▸ **What is needed**: With the line containing "One point marks each instance of the chandelier" as the first line and the last line of the records as the final one, reproduce that range exactly.

▸ **Exercise materials**:
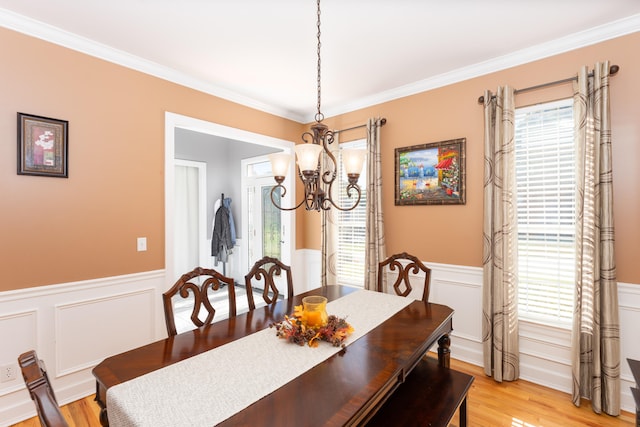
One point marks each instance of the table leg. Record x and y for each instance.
(463, 413)
(443, 351)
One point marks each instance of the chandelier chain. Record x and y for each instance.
(319, 115)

▸ **Exercise response**:
One point marks each instance of the chandelier chain. Record x and y for each instance.
(319, 115)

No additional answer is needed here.